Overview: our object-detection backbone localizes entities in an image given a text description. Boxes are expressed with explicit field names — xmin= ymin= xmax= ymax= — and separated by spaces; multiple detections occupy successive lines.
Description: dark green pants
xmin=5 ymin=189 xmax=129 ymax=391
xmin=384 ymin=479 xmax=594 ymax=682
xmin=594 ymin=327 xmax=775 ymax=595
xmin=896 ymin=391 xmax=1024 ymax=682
══════════════════════════════
• _УКАЗАНИЯ К УПРАЖНЕНИЮ_: Перепишите все строки записей полностью, вместе с описаниями. Координаты рамок в ответах измените, прибавив к каждому числу 65.

• _ВЫПОЛНЕННОЕ ЗАДАНИЕ_:
Overview: our object-detection backbone localizes entities in an image given a text description. Boxes are expressed with explicit field names — xmin= ymin= xmax= ymax= — and separated by spaces; multiple detections occupy successive lines.
Description: dark green pants
xmin=70 ymin=254 xmax=194 ymax=456
xmin=449 ymin=544 xmax=659 ymax=747
xmin=659 ymin=392 xmax=840 ymax=660
xmin=961 ymin=456 xmax=1089 ymax=747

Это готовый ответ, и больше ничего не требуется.